### STATED GOAL
Copy the lines below word for word, everything from the line that contains "of rosemary needle" down to the line that contains "[128,6,340,97]", including both of those lines.
[MATERIAL FOR THIS EXERCISE start]
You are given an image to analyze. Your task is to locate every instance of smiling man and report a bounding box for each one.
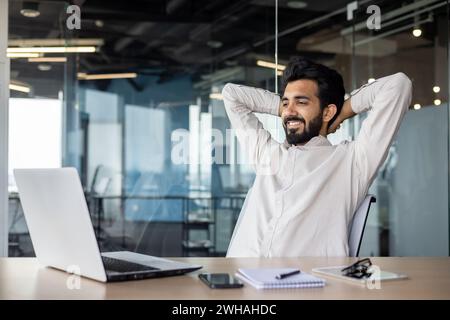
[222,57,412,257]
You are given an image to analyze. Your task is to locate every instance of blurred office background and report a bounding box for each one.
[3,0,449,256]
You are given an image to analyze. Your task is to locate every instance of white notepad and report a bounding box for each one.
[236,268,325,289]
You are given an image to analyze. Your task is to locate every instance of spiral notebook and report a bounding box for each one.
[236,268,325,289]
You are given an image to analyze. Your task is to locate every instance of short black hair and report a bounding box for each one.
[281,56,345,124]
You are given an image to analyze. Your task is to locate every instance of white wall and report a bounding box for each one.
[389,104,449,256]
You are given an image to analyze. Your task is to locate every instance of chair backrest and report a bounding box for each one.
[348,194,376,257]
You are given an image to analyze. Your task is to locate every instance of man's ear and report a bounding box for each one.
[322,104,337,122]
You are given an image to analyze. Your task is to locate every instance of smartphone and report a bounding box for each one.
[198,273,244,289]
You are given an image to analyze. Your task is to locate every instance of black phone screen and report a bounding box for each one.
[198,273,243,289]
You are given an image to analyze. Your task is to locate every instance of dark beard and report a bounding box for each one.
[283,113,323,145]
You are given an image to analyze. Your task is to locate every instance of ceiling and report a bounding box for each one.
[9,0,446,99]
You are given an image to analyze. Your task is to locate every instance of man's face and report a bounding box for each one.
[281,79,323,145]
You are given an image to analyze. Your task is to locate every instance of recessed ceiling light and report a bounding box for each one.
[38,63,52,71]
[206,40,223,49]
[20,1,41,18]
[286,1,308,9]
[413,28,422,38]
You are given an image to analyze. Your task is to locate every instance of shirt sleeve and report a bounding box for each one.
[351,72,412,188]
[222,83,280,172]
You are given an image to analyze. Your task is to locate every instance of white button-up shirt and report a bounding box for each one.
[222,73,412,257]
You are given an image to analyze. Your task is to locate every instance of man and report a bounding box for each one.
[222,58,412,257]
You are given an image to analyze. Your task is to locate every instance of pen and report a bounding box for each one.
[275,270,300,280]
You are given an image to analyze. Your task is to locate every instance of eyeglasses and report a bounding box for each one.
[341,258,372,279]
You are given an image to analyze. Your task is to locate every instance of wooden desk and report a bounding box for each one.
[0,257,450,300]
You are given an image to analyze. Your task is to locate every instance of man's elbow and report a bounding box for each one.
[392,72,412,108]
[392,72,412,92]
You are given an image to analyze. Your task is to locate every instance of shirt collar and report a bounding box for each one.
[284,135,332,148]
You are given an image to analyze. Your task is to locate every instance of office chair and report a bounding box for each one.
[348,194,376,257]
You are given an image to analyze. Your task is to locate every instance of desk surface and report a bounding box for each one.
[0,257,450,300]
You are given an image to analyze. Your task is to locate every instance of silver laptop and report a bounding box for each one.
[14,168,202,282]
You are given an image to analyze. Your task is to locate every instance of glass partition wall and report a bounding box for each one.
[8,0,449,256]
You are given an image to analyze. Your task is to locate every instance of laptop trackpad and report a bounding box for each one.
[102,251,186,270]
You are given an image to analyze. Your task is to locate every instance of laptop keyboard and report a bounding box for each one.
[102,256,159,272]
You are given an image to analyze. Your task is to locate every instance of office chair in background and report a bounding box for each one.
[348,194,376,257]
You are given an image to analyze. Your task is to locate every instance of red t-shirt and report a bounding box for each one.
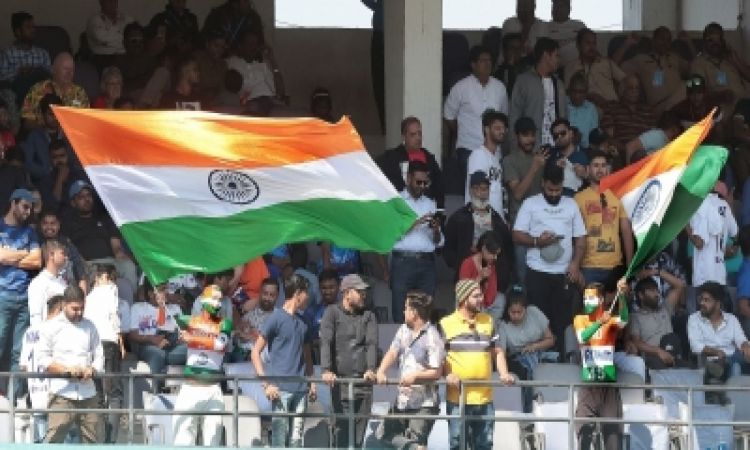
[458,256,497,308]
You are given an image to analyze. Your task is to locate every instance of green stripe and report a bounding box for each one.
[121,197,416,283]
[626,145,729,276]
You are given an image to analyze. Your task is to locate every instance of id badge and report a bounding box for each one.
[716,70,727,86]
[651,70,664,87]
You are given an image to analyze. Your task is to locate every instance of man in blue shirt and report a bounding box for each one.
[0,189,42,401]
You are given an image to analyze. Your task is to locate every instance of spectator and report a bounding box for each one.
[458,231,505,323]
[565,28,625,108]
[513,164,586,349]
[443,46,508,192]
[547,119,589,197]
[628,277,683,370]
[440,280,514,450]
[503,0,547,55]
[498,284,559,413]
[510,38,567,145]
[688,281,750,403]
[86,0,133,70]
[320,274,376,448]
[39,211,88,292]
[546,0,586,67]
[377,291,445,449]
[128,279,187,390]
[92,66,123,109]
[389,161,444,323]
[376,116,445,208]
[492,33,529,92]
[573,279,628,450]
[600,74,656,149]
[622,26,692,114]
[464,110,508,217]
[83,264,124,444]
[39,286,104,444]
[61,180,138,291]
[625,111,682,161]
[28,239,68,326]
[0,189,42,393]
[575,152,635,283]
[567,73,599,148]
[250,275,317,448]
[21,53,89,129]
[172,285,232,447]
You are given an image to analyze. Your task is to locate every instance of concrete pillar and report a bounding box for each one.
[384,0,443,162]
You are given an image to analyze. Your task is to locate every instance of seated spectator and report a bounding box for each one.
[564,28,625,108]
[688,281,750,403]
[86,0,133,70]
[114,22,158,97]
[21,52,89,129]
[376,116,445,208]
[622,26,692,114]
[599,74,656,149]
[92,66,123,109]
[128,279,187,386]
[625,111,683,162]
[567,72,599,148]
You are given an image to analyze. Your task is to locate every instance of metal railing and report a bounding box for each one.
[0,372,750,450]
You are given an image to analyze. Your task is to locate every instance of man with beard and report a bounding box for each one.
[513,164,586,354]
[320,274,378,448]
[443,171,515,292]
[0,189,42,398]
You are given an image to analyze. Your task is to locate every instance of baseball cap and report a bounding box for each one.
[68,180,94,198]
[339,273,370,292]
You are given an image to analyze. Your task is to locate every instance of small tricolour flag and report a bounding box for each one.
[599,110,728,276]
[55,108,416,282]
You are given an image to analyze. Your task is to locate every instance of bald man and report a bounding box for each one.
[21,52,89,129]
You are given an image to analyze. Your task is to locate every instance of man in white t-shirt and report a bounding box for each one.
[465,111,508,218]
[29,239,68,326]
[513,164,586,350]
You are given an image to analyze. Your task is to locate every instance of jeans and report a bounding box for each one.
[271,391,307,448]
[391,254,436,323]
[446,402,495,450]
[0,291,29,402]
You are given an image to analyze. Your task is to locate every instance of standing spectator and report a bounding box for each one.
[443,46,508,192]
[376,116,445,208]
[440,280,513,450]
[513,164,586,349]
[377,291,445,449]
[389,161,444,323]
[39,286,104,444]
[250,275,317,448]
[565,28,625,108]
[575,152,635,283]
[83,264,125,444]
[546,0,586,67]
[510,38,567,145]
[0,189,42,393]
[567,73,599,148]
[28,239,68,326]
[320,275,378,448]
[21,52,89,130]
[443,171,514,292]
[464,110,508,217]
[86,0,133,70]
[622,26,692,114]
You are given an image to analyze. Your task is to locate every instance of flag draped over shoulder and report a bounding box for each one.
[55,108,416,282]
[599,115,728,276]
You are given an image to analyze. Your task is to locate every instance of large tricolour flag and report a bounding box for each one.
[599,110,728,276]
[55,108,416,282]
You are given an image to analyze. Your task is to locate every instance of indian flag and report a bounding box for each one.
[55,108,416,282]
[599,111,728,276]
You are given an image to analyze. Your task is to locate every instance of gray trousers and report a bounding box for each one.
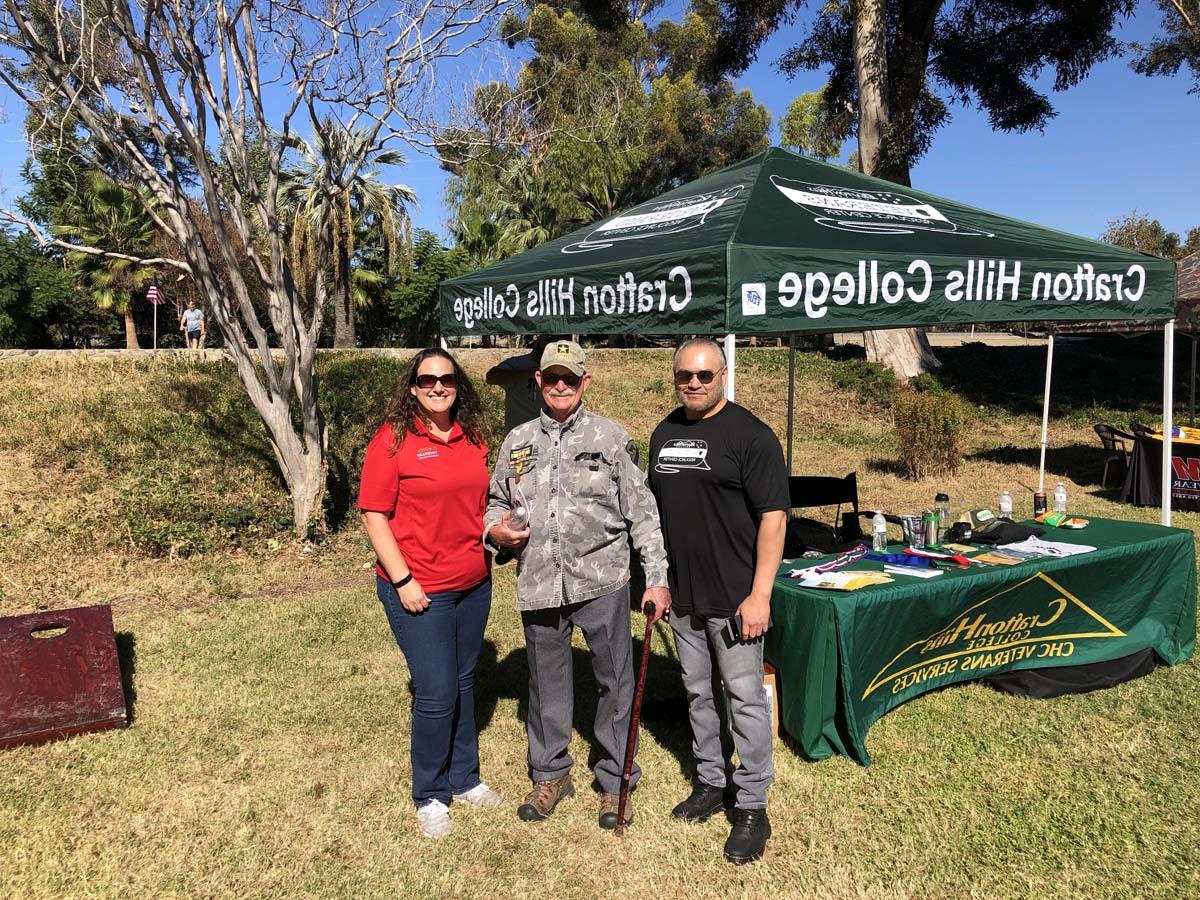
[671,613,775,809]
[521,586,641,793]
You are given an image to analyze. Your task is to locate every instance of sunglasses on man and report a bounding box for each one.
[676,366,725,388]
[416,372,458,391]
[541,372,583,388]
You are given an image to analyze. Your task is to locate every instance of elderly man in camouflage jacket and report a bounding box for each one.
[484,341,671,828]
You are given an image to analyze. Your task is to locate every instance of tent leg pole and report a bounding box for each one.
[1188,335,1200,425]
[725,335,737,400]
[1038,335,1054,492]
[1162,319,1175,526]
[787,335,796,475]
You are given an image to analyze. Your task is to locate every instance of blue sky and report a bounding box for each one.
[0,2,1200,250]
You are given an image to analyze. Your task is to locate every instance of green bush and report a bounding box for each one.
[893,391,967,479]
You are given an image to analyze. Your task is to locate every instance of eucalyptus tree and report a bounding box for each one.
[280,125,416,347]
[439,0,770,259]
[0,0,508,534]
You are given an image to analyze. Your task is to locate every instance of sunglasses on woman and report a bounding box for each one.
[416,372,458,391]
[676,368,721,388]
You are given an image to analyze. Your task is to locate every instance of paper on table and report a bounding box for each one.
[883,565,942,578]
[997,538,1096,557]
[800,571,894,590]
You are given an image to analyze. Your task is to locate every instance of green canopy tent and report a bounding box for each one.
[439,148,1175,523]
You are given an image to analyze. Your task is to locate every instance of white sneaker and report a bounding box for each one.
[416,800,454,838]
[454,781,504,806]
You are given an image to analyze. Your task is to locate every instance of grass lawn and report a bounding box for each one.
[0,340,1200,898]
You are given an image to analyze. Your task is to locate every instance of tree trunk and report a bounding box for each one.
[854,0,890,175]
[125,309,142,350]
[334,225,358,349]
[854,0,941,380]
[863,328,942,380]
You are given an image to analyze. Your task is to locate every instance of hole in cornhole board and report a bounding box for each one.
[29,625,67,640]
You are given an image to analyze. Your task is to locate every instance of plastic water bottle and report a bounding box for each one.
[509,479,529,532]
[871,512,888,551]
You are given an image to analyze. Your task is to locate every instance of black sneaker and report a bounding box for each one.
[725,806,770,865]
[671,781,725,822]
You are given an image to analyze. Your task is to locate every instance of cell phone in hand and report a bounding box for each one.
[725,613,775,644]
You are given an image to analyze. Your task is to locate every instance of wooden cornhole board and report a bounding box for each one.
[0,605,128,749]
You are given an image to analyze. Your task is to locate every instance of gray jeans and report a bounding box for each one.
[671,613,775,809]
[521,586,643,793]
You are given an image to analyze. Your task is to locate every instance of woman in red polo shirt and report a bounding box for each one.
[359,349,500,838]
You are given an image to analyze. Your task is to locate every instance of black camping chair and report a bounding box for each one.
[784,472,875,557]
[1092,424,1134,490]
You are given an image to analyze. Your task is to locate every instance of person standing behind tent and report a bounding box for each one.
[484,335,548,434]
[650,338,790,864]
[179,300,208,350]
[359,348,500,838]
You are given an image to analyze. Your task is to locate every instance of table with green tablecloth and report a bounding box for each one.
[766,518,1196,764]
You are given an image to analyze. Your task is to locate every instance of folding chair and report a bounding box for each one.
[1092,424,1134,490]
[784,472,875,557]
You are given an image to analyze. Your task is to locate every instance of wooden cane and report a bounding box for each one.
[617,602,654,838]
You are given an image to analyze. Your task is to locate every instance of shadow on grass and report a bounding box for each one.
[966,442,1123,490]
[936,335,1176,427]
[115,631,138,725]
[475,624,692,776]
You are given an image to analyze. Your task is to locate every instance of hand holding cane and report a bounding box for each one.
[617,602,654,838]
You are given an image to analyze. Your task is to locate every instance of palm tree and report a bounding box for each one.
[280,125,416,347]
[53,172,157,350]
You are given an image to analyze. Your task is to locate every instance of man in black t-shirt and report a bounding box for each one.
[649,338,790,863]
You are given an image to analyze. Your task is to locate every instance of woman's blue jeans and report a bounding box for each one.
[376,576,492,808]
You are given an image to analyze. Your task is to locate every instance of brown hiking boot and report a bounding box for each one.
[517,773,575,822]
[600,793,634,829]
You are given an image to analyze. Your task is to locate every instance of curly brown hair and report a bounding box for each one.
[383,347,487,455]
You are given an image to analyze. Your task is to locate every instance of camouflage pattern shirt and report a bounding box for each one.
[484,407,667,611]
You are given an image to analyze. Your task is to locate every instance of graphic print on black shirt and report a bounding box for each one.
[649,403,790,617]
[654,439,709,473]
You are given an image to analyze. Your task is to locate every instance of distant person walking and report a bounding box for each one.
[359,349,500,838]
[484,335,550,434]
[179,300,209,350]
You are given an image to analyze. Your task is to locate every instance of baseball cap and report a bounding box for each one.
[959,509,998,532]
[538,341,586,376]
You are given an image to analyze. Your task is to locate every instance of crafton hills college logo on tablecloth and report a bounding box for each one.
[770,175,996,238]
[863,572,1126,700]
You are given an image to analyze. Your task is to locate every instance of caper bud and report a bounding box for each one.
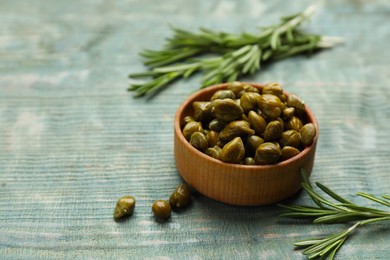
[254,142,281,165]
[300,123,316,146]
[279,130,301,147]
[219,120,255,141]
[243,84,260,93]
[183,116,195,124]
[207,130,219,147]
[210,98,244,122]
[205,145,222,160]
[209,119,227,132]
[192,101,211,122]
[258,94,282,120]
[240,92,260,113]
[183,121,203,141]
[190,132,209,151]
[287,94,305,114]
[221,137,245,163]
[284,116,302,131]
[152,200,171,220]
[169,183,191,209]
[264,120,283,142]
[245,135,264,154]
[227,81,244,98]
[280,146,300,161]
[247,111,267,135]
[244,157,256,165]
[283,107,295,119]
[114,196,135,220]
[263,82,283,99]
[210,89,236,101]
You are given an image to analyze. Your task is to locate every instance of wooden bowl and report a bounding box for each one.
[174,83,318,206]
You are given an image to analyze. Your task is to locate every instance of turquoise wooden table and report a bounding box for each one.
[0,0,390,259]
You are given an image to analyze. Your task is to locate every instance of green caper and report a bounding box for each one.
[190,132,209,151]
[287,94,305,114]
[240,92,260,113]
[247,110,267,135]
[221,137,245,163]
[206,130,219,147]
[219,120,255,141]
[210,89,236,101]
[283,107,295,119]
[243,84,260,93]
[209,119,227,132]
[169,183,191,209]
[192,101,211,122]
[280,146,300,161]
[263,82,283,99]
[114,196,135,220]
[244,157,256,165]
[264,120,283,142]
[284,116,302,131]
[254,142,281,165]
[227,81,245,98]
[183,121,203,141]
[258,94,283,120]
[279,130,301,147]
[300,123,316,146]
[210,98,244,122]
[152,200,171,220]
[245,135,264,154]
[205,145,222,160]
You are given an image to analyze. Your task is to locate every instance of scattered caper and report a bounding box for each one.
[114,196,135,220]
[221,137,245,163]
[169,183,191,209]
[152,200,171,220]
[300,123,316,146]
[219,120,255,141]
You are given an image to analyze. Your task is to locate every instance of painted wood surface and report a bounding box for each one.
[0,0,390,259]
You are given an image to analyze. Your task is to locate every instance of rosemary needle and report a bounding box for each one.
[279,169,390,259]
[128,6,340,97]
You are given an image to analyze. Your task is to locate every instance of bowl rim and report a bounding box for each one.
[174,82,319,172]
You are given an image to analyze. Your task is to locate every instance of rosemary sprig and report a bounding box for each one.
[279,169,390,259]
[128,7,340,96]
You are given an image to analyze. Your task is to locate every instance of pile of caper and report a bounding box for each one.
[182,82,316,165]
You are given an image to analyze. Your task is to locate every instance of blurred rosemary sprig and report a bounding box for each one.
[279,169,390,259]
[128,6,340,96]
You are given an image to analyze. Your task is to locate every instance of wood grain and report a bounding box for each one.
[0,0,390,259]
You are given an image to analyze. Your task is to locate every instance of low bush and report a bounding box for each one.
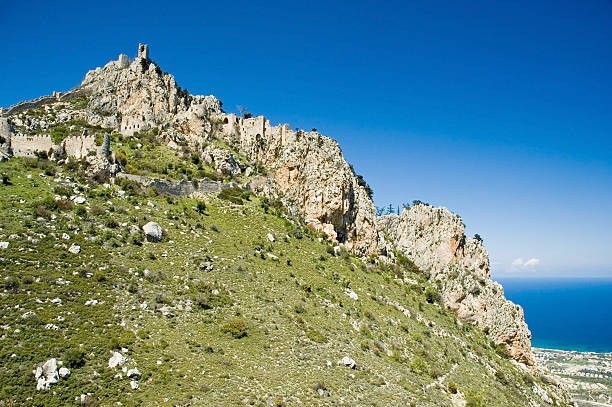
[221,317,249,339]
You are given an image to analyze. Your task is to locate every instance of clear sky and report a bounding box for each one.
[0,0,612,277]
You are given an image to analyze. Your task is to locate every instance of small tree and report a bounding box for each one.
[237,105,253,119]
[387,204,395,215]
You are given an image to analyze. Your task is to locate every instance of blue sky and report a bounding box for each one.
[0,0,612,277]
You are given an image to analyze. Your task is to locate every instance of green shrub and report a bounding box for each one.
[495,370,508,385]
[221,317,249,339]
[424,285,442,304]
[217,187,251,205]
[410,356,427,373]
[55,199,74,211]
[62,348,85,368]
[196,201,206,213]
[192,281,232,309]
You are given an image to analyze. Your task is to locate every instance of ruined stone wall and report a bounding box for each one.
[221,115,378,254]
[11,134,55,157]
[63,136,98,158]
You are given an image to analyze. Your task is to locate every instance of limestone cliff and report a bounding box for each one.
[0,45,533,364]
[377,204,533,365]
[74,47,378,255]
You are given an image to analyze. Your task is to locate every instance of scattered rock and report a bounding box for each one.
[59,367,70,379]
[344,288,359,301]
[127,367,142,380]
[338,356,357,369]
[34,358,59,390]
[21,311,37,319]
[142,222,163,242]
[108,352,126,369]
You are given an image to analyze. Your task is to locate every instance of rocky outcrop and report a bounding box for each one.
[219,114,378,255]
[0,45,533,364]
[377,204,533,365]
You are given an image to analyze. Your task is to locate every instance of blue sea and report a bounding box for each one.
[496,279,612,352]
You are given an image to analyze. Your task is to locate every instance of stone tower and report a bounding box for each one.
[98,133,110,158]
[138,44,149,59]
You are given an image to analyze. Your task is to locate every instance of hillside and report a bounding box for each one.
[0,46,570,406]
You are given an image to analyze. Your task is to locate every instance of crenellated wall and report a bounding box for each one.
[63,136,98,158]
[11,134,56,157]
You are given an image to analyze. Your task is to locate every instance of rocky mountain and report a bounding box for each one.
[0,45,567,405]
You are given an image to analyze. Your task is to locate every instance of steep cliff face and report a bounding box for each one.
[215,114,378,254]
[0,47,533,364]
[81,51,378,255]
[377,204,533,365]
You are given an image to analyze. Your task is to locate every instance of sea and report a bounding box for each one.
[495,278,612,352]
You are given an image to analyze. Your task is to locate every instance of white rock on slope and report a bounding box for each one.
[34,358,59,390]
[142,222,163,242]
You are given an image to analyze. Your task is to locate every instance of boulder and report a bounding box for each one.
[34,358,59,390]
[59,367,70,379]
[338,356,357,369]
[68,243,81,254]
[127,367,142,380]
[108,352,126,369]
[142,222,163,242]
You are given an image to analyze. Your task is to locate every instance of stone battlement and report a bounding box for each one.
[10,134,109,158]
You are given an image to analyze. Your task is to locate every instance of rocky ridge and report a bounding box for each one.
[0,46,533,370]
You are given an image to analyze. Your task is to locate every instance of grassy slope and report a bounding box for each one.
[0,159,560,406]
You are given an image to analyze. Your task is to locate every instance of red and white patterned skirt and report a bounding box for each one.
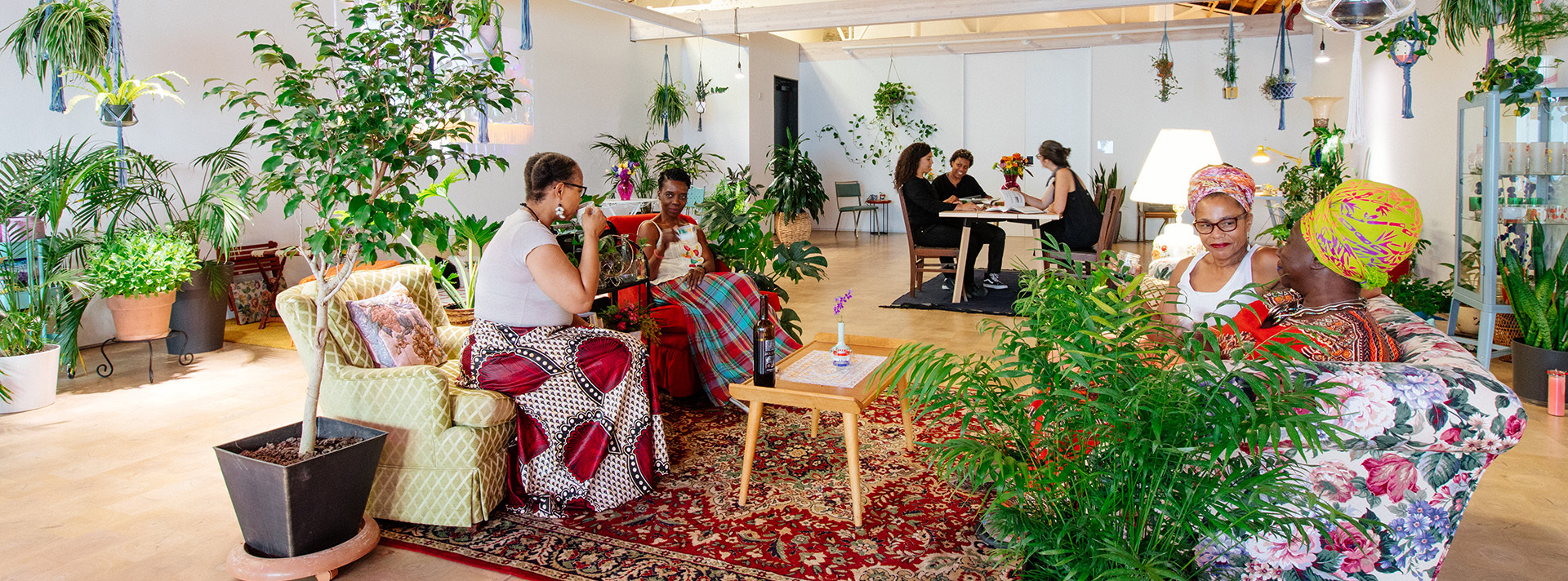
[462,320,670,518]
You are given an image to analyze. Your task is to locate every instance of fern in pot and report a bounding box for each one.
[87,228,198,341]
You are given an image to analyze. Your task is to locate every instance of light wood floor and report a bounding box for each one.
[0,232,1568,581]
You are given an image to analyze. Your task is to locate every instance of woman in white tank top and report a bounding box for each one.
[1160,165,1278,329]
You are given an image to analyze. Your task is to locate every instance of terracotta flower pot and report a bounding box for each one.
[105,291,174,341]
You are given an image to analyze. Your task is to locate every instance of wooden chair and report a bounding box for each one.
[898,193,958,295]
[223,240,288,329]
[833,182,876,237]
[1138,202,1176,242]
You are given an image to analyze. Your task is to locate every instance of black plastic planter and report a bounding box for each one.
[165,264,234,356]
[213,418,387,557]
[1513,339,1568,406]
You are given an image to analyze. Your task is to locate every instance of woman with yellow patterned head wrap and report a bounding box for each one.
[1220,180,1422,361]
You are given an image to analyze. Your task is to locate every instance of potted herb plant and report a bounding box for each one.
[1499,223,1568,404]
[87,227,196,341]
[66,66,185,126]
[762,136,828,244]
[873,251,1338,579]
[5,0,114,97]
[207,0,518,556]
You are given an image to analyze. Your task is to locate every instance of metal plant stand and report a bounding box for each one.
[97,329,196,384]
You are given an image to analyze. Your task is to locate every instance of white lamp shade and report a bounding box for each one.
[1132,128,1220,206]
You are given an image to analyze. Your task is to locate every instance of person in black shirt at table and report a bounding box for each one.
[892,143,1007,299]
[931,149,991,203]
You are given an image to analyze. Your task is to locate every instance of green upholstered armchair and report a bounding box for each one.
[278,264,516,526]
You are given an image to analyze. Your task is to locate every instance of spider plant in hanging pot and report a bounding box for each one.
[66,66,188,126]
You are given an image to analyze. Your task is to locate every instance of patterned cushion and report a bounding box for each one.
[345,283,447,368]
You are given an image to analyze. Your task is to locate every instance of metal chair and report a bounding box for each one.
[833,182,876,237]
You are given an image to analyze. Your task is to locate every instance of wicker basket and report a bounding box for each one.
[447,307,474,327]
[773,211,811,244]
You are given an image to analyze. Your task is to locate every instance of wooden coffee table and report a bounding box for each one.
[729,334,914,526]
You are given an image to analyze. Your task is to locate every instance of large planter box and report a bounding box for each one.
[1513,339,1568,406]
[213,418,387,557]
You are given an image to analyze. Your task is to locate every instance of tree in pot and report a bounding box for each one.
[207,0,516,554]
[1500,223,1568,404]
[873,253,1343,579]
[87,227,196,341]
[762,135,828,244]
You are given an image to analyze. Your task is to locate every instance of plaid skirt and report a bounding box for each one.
[MATERIAL FOR THIS EXERCISE end]
### EXERCISE ANSWER
You are given an image to analyze. Your task is to locate every instance of rosemary needle and report a bounding box for each one.
[279,169,390,259]
[128,6,340,97]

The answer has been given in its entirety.